▶ [Exercise directions]: Copy the part of the items below that opens with the line containing "Target: young leaf" and closes with the line containing "x=216 y=201", both lines included, keeping the request lines as they are. Shift every x and y coordinate in the answers by adding -139 to it.

(Pointing dataset items)
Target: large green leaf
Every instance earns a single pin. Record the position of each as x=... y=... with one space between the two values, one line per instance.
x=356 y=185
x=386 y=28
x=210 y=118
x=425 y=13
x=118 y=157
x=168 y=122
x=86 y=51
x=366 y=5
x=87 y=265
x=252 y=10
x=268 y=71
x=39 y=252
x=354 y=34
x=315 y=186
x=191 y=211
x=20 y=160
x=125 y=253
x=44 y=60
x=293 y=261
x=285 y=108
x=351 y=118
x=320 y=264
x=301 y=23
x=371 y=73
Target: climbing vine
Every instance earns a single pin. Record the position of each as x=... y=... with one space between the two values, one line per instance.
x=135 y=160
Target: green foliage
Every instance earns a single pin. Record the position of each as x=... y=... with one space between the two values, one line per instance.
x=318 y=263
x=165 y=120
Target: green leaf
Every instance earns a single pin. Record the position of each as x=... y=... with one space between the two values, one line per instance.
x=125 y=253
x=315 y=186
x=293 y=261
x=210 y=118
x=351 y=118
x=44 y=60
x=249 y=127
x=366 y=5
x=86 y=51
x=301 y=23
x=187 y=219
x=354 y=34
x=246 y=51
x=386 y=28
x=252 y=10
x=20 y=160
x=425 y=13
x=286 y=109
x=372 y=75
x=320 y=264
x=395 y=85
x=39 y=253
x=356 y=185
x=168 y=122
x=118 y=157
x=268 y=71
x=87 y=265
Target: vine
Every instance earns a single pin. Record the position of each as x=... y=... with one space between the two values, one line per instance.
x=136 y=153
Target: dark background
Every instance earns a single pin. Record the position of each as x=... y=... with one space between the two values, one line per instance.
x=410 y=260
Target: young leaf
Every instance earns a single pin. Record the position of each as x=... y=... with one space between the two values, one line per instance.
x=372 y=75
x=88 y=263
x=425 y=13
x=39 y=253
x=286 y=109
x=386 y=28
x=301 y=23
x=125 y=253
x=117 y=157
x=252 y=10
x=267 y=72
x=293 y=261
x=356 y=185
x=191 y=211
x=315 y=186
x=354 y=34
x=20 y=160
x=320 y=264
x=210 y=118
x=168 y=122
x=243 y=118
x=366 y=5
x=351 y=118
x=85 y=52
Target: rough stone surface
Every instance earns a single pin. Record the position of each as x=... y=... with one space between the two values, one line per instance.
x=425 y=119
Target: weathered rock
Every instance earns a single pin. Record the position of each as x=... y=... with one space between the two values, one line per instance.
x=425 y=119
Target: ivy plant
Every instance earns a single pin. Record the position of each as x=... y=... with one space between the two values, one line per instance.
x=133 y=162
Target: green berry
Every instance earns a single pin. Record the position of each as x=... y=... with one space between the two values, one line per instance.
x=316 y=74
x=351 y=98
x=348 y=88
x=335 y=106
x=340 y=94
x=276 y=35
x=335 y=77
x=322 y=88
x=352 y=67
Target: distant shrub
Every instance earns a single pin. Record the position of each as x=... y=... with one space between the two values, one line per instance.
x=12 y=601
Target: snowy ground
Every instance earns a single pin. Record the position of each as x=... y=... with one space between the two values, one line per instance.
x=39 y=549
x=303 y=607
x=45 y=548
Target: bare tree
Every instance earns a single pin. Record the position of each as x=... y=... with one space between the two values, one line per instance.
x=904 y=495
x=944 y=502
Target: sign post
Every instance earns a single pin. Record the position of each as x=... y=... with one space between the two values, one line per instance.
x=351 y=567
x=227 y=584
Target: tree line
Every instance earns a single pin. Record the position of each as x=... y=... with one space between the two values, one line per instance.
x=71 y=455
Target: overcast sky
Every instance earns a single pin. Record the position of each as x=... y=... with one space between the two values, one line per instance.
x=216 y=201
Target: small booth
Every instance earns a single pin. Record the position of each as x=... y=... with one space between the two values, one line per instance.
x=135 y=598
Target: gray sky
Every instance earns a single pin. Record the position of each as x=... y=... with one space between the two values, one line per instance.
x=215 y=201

▶ [Exercise answer]:
Target: young leaf
Every instance earns a single pin. Record the position of each as x=... y=... with one space between the two values, one line per instance.
x=233 y=-64
x=-51 y=124
x=286 y=-126
x=-100 y=114
x=147 y=-30
x=247 y=-111
x=162 y=-116
x=-14 y=114
x=-22 y=18
x=113 y=-129
x=128 y=-67
x=154 y=122
x=217 y=46
x=52 y=72
x=176 y=47
x=215 y=-105
x=-119 y=21
x=181 y=125
x=71 y=-21
x=29 y=-17
x=104 y=-21
x=227 y=-134
x=212 y=-21
x=-54 y=-87
Target: rough stone surface
Every instance earns a single pin. Record the position of each as x=... y=... with one space between the two values, one line per instance.
x=286 y=-20
Target: weathered rock
Every instance earns a single pin. Record the position of each as x=... y=... with one space between the two values, one line per instance.
x=286 y=-20
Target: ivy plant
Every instance earns a single pin. Record the position of each as x=... y=... with one space between the two values, one line per instance.
x=-6 y=23
Target: green berry
Every instance earns a single pin. Record the position of each as x=... y=... with one space between the two values, one line per instance.
x=177 y=-65
x=212 y=-41
x=209 y=-51
x=196 y=-33
x=201 y=-45
x=137 y=-104
x=196 y=-62
x=183 y=-51
x=213 y=-72
Target: distant shrub
Every instance earns a single pin. Record the position of each as x=... y=... with one space between the two values, one line per instance.
x=-127 y=462
Target: snowy ground
Every instance earns a single pin. Record the position of each as x=... y=... with one space between the two values, one line per instance.
x=-100 y=410
x=164 y=468
x=-94 y=409
Target: bare tree
Every instance earns a single pin. Record the position of each as x=... y=... with one space between the two values, one line per instance.
x=765 y=356
x=805 y=363
Target: sign post
Every instance earns a single pin. Record the position of each as x=... y=... with one space between the two values, one line per instance.
x=212 y=428
x=88 y=445
Target: tree line
Every instance earns a single pin. Record the position of each as x=... y=... with one space between the two values, one line per instance.
x=-68 y=316
Target: overcast sky
Every instance earns a single pin. Record the position of each as x=... y=... with one space between the two values, one line per instance.
x=77 y=62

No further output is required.